La competición, ¿reñida con la calidad?
Además de las inversiones, otro método para hacer caja son las matrículas de los estudiantes. La competencia por los alumnos es aún más feroz en países de mayores ingresos, ya que la oferta de educación superior aumenta mientras la demanda se mantiene estable o decrece. Como el estancamiento demográfico reduce la masa de jóvenes nacionales que aspiran a entrar a las universidades, estas buscan suplirlos con estudiantes extranjeros.
Los alumnos internacionales, que en 2017 eran 5,3 millones en el mundo, también son los más codiciados porque suelen pagar matrículas más elevadas. De hecho, pagan el doble en Estados Unidos o Austria, y abonan el equivalente al 25% del gasto público en educación terciaria en Australia o Nueva Zelanda. Entretanto, la universidad hace de la multiculturalidad un valor añadido que convoca a más estudiantes.
Para atraer a ese alumnado también es fundamental conseguir mejores profesores, que a su vez dan renombre a la facultad. Sin embargo, estos muchas veces dan poca clase e investigan aún menos, recayendo la labor docente en profesores adjuntos mal pagados. Más de dos tercios del profesorado universitario en Estados Unidos era interino en 2009, por ejemplo. La precarización de estos trabajadores es evidente: aunque se supone que son puestos a tiempo parcial que pueden compatibilizarse con otro empleo, en muchas ocasiones imparten tantas horas de clase como el profesorado a tiempo completo.

DATOS DE ENTRADA →
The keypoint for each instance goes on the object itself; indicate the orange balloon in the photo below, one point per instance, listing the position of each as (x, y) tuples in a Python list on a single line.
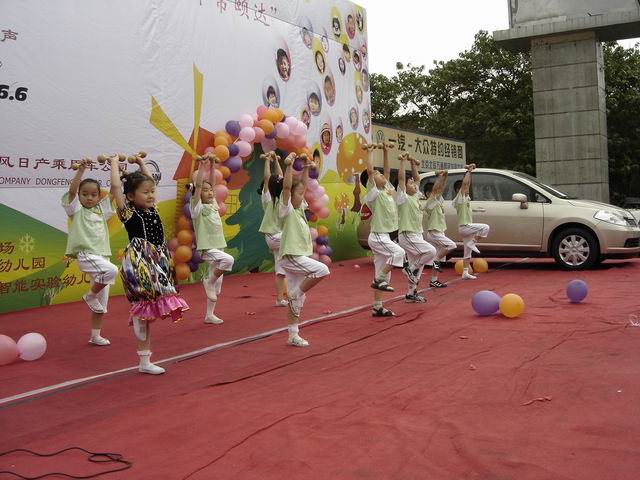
[(184, 223), (183, 253), (225, 171), (185, 237), (266, 126), (221, 140), (222, 152), (182, 271)]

LISTA DE TAREAS →
1 > Según el texto, ¿cuántos alumnos internacionales había en el mundo en 2017?
2 > Reescribe el fragmento del texto que va desde "La competición, ¿reñida" hasta "con estudiantes extranjeros.", ambos incluidos, cambiando "matrículas" por "tasas académicas".

RESPUESTAS POR TAREA →
1 > 5,3 millones.

2 >
La competición, ¿reñida con la calidad?
Además de las inversiones, otro método para hacer caja son las tasas académicas de los estudiantes. La competencia por los alumnos es aún más feroz en países de mayores ingresos, ya que la oferta de educación superior aumenta mientras la demanda se mantiene estable o decrece. Como el estancamiento demográfico reduce la masa de jóvenes nacionales que aspiran a entrar a las universidades, estas buscan suplirlos con estudiantes extranjeros.